### Data for review
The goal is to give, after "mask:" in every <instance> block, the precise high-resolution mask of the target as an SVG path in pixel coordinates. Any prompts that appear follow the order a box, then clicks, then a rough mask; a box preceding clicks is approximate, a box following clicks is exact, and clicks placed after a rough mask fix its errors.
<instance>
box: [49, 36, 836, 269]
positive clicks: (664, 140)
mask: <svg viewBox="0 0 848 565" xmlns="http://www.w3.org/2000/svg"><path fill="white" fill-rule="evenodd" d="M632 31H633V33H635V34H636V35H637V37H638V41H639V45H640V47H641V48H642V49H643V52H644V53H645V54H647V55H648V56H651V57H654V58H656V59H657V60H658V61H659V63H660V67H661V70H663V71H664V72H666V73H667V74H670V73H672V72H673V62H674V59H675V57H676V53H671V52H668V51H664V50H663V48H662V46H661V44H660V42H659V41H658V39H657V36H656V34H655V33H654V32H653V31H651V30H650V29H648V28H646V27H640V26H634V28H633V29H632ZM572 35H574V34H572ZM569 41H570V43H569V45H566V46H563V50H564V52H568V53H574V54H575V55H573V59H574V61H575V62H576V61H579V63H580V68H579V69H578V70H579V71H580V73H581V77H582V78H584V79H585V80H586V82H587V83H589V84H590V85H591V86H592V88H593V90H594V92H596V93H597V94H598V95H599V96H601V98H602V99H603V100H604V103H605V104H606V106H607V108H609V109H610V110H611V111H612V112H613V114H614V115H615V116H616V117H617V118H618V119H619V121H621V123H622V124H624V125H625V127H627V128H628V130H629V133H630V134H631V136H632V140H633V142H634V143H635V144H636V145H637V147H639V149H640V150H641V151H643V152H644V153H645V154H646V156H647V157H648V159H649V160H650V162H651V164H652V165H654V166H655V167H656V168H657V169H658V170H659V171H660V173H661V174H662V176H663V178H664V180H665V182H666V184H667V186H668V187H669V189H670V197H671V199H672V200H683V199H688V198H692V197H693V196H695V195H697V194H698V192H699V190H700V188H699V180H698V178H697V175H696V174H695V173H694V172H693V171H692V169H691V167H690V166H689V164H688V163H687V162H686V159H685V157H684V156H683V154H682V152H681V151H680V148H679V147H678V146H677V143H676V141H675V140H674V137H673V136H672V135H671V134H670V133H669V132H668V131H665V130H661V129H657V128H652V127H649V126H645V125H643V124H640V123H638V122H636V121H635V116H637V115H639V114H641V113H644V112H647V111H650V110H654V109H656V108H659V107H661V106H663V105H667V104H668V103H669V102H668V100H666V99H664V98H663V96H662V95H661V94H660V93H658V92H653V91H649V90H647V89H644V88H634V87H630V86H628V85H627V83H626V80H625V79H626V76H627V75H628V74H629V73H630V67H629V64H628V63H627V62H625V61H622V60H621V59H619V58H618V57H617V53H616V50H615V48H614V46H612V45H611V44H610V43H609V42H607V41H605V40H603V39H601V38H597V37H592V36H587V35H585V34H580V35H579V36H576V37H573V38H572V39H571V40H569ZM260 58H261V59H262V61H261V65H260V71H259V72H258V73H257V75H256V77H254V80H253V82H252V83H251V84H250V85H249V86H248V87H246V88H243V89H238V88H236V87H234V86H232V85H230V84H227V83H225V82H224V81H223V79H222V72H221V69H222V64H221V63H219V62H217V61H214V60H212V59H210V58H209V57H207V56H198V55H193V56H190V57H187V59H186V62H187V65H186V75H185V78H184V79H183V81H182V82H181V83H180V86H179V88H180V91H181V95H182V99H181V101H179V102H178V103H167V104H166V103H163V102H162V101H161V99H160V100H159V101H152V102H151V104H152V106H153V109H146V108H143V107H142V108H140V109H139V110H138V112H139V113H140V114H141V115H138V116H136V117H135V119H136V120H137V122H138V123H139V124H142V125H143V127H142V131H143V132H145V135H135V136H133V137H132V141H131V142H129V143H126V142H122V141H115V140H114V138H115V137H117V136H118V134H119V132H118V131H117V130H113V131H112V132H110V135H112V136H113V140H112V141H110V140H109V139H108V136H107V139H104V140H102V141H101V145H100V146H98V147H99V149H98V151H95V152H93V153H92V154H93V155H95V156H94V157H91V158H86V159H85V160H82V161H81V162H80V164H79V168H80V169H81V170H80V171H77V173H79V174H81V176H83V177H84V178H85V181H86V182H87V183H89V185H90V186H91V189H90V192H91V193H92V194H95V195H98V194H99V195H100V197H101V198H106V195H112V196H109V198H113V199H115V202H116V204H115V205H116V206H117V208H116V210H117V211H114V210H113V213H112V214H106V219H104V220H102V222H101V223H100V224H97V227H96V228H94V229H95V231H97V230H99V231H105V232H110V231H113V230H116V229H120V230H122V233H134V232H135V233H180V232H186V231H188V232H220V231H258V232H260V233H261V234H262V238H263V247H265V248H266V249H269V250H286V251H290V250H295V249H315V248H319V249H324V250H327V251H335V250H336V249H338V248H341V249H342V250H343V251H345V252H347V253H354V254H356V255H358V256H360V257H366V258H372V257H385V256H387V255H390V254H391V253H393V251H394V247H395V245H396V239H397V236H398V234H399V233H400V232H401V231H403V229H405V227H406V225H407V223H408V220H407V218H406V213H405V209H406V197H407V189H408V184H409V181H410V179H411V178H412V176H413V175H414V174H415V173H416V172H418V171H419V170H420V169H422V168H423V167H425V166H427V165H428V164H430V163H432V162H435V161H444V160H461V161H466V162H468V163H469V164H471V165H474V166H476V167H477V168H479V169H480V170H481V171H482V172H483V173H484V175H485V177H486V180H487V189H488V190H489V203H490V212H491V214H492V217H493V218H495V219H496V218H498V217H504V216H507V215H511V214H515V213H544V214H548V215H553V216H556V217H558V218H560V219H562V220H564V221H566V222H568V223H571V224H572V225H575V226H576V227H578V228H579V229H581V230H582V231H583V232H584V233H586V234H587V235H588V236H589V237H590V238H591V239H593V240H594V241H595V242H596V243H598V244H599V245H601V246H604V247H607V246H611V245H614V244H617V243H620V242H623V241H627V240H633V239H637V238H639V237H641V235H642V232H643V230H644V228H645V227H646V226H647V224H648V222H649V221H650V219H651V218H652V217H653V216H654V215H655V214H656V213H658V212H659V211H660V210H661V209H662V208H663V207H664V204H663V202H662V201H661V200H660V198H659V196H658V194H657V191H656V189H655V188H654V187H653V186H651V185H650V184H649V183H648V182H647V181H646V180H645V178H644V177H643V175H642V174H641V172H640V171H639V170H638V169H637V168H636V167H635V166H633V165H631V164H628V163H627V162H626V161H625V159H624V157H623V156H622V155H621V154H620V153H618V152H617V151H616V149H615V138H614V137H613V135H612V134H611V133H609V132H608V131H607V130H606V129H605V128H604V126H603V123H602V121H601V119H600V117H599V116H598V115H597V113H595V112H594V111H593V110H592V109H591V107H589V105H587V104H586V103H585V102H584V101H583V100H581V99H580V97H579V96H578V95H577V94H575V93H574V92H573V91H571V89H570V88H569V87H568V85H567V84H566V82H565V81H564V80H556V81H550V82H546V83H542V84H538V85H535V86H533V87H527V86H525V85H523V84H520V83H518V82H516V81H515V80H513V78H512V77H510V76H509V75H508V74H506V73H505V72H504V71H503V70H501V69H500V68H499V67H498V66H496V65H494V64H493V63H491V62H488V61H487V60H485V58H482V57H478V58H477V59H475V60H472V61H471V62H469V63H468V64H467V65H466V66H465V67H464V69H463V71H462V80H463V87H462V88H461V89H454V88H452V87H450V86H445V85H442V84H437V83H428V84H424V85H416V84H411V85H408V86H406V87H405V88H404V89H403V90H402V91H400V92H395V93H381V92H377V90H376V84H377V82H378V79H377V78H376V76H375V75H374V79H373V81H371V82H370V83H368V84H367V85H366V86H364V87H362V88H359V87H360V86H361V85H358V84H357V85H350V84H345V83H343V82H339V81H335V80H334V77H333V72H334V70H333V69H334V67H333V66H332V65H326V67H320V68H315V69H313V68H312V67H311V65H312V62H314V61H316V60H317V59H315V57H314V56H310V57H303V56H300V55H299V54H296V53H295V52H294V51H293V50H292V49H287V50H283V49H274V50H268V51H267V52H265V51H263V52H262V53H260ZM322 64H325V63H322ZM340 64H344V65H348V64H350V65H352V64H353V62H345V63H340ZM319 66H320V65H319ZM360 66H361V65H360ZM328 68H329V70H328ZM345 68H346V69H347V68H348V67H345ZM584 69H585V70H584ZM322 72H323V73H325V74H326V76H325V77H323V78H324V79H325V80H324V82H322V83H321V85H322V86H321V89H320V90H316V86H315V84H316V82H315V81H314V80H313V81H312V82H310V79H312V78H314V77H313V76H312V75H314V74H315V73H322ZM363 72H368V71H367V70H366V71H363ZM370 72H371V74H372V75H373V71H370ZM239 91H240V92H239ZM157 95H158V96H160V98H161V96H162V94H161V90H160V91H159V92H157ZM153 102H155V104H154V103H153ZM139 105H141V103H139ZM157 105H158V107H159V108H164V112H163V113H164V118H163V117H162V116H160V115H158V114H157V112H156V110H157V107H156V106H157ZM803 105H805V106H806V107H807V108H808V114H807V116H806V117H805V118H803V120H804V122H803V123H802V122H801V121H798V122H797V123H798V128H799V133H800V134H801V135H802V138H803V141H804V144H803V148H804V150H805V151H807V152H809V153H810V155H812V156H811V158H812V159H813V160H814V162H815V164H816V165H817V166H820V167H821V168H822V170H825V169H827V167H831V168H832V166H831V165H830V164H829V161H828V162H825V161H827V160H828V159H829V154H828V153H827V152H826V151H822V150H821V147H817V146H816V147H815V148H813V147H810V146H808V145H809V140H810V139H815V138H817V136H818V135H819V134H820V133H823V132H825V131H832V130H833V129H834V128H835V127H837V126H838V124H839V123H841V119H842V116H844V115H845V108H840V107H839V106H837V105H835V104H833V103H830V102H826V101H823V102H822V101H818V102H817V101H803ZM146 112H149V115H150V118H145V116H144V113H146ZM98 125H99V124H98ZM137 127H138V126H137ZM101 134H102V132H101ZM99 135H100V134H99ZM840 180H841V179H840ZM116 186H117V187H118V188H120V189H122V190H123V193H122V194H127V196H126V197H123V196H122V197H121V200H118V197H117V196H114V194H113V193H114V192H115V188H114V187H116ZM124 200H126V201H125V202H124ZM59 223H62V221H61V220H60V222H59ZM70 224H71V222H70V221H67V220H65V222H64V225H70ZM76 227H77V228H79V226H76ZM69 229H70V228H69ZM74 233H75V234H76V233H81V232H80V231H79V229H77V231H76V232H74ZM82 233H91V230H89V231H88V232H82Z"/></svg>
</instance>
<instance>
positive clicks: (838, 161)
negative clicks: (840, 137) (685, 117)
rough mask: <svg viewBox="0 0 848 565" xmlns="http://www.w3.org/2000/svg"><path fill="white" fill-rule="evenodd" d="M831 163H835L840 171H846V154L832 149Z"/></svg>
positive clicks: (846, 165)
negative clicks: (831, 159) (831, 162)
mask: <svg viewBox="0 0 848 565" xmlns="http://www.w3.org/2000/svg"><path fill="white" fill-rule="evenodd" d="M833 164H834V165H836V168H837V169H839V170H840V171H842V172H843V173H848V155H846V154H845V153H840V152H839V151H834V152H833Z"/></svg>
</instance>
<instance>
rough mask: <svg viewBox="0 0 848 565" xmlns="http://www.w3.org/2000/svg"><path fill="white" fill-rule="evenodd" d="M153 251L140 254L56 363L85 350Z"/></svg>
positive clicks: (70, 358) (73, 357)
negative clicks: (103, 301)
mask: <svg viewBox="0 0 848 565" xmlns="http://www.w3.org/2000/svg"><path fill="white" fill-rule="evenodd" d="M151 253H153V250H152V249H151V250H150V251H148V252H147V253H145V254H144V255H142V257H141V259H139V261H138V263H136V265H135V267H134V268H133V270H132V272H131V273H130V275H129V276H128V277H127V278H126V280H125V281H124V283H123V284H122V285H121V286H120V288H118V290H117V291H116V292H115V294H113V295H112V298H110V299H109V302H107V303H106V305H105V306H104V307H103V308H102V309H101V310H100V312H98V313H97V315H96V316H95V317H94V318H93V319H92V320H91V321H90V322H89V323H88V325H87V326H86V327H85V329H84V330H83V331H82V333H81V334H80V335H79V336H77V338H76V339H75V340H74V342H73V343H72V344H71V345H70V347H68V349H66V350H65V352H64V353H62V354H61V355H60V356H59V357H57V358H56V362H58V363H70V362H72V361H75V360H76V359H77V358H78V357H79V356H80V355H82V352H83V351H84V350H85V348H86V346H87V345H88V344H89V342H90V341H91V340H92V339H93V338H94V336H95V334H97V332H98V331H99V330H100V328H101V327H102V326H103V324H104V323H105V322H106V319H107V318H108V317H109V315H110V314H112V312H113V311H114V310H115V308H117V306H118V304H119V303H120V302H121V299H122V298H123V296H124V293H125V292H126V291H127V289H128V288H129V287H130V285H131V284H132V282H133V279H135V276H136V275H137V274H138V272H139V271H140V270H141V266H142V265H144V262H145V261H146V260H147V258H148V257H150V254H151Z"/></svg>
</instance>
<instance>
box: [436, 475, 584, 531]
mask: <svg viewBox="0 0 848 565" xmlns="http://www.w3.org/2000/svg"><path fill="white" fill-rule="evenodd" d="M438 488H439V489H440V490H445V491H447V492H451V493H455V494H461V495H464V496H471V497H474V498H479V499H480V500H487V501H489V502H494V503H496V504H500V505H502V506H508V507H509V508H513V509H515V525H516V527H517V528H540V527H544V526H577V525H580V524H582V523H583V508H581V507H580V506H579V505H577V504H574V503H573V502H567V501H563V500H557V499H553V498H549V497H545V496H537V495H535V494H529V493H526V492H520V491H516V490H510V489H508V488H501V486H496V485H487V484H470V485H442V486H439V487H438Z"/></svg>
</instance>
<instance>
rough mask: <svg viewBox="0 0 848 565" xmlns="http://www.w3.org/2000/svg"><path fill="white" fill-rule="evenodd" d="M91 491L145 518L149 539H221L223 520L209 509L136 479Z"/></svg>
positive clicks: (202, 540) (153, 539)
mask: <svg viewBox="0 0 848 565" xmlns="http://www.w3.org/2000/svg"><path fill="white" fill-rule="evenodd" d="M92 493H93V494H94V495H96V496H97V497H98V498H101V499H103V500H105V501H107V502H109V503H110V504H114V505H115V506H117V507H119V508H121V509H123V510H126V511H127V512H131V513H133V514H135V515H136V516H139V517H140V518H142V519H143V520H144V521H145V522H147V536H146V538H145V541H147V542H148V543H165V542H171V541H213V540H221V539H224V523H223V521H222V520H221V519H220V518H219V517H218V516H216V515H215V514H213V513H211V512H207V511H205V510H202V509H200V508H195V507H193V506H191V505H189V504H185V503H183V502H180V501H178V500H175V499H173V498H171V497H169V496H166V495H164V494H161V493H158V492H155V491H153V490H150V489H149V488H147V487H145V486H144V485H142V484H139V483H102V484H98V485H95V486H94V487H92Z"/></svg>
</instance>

### Directions for this task
Copy out each line of the data above, exactly, if it lies between the line holding "positive clicks: (846, 165)" and the line holding "positive clicks: (70, 358) (73, 357)", inclusive; copy no other line.

### Task response
positive clicks: (846, 165)
negative clicks: (831, 159) (831, 162)
mask: <svg viewBox="0 0 848 565" xmlns="http://www.w3.org/2000/svg"><path fill="white" fill-rule="evenodd" d="M833 164H834V165H836V168H837V169H839V170H840V171H842V172H843V173H848V155H846V154H845V153H840V152H839V151H834V152H833Z"/></svg>
</instance>
<instance>
rough mask: <svg viewBox="0 0 848 565" xmlns="http://www.w3.org/2000/svg"><path fill="white" fill-rule="evenodd" d="M153 251L140 254L56 363L85 350Z"/></svg>
positive clicks: (70, 358) (73, 357)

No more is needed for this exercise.